What to work on:
For every entry, output the exact wording.

(Collection entries)
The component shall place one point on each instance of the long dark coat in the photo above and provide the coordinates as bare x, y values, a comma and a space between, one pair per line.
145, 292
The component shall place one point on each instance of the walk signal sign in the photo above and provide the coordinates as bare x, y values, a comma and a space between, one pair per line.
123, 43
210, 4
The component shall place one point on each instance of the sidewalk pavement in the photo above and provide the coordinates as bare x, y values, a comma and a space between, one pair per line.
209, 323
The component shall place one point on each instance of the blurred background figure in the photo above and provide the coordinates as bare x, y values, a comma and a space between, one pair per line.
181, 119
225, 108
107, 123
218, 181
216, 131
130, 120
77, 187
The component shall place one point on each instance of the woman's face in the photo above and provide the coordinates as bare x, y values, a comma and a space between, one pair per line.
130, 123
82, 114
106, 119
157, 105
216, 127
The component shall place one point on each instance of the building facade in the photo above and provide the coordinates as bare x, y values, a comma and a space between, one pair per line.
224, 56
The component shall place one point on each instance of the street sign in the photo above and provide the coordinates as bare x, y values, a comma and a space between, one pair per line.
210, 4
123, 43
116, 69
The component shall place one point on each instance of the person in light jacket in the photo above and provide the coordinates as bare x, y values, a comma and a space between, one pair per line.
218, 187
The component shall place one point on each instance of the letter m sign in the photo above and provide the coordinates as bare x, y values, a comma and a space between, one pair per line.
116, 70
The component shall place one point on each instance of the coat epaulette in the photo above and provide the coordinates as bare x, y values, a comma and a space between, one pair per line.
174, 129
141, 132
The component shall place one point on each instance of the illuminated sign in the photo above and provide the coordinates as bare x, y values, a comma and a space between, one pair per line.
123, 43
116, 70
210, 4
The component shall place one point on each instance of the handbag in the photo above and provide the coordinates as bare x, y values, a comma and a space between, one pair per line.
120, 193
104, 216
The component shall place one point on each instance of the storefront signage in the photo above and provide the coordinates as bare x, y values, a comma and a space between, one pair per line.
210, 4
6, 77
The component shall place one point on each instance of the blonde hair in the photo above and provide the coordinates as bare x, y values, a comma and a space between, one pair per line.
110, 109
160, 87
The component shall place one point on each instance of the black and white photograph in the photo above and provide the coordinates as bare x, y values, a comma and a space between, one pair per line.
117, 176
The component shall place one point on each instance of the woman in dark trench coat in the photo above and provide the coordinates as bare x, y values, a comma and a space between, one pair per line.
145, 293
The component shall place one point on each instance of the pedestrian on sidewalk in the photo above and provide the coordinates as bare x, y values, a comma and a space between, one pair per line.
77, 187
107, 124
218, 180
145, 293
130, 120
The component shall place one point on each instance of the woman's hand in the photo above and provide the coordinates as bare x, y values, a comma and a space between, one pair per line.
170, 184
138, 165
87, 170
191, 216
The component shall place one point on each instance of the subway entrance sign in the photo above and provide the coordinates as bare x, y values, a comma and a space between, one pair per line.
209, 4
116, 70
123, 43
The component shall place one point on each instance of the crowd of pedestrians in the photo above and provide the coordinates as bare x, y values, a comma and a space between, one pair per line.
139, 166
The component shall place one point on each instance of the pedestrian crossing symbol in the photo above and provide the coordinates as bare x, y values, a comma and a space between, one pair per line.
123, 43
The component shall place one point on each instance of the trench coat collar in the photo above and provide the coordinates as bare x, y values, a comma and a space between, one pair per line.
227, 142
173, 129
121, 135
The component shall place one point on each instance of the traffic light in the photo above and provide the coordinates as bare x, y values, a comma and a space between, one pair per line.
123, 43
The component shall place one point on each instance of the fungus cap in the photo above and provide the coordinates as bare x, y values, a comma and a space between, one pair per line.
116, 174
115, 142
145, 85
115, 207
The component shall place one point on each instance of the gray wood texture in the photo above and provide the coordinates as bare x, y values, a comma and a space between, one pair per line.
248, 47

Response to the exercise:
The component shall place one point on each instance of the long dark coat in the photo above and provide the coordinates as bare x, y values, a comma and a space between, one pair per line.
145, 292
The component shall place one point on each instance of the walk signal sign in the photo above and provide the coordinates as bare x, y values, a comma and a space between, one pair per line.
123, 43
210, 4
The component shall place one point on each instance of the sidewalk pavement in the photo above and provide the coordinates as bare x, y values, a comma and a space between, one pair per line.
209, 323
The component shall place one point on each instance of the blurred background figure in the photo above and provide the coordinates as bare x, y values, a comma and a space between, one pair per line.
181, 119
225, 108
107, 123
218, 181
216, 131
130, 120
77, 187
The component shall place one point on each instance of the woman's face in the photo above and provide the coordinates as bare x, y values, a comma and a space between, one pair per line.
130, 123
82, 114
106, 119
157, 105
216, 127
The component shall place one point on each instance of the building facade in the photo above and provide the coordinates as bare x, y values, a comma and a space between, one pair per line.
224, 56
The component shall place one point on each instance of the street sign in the photo above and provide the coordinates as bare x, y values, a comma and a space between, one pair per line.
210, 4
123, 43
116, 69
The component shall place one point on each instance of the person in light jacket in the photo above and provide the coordinates as bare x, y values, a comma and a space between, one pair per line.
218, 187
The component shall place one point on each instance of the letter m sign in the photo above and provide the coordinates as bare x, y values, a comma and a space between, one pair per line.
116, 70
The component shall place one point on each instance of the coat epaulette in the photo above and provide the coordinates as bare x, y values, a comma and a space between, one pair per line.
174, 129
141, 132
The component shall place one point on each instance of the illuminated sign in the photo above and provide the coordinates as bare x, y values, a comma and a space between, one pair per line.
123, 43
116, 70
210, 4
The component shall place one point on each instance of the handbag in the photo above and provide the coordinates as bare x, y values, a comma and a space between, one pair per line.
120, 193
104, 216
The component shall place one point on each instance of the storefront signage in the photo above and provide the coordinates as bare x, y values, a comma and a space between, one pair per line.
210, 4
6, 77
The component shall place one point on each instance of the blonde hair in the photo above and provide the coordinates as bare x, y values, a comma and a space between, one pair per line.
110, 109
160, 87
The component shall place one point on each instance of the black and white photograph in the photo above and provide the coordinates as bare x, y values, a comma and a space between, one pair per line.
117, 176
The component shall place one point on each instance of the woman in dark trench coat in the photo above and provide the coordinates as bare x, y values, a comma and a space between, one pair per line.
145, 293
The component shall place one point on each instance of the pedestrian on sidewalk in the photo above and provide the coordinates as bare x, y values, a comma and a space between, one pair per line.
77, 187
107, 124
218, 180
145, 293
130, 120
The component shall place one point on each instance of the woman's hand in the photo above and provide the coordinates as bare x, y values, a comma and a space between, one pair per line.
170, 184
138, 165
87, 170
191, 216
The component shall place one point on each instance of the subway entrance sign in the photo above and provide the coordinates as bare x, y values, a comma and a space between, one pair per line.
209, 4
116, 70
123, 43
The component shall place one point on each instance of the crowd of pedestrians in the photo above and provide the coordinates as bare x, y values, a comma and a space between, one pair per line.
139, 166
The component shall place one point on each instance of the pedestrian crossing symbol in the photo above and provide the coordinates as bare x, y values, a comma and a space between, one pair per line.
123, 43
The component shall place one point on each instance of the trench coat collar in the photo above and provide the coordinates as bare x, y values, a comma and a space between, one pair per line.
227, 142
173, 129
121, 135
The component shall place one point on each instance of the traffic light in the photo above and provide the coordinates as bare x, y values, a comma and a space between, one pair per line.
123, 43
The component shall place one point on each instance of the fungus cap in the photo above and provide the coordinates as bare x, y values, a comma and a space between, one pair per line.
116, 174
115, 142
145, 85
115, 207
The component shall place one point on each instance of the gray wood texture in the photo above and provide the coordinates as bare x, y values, a comma and a space between, one pair per line.
248, 47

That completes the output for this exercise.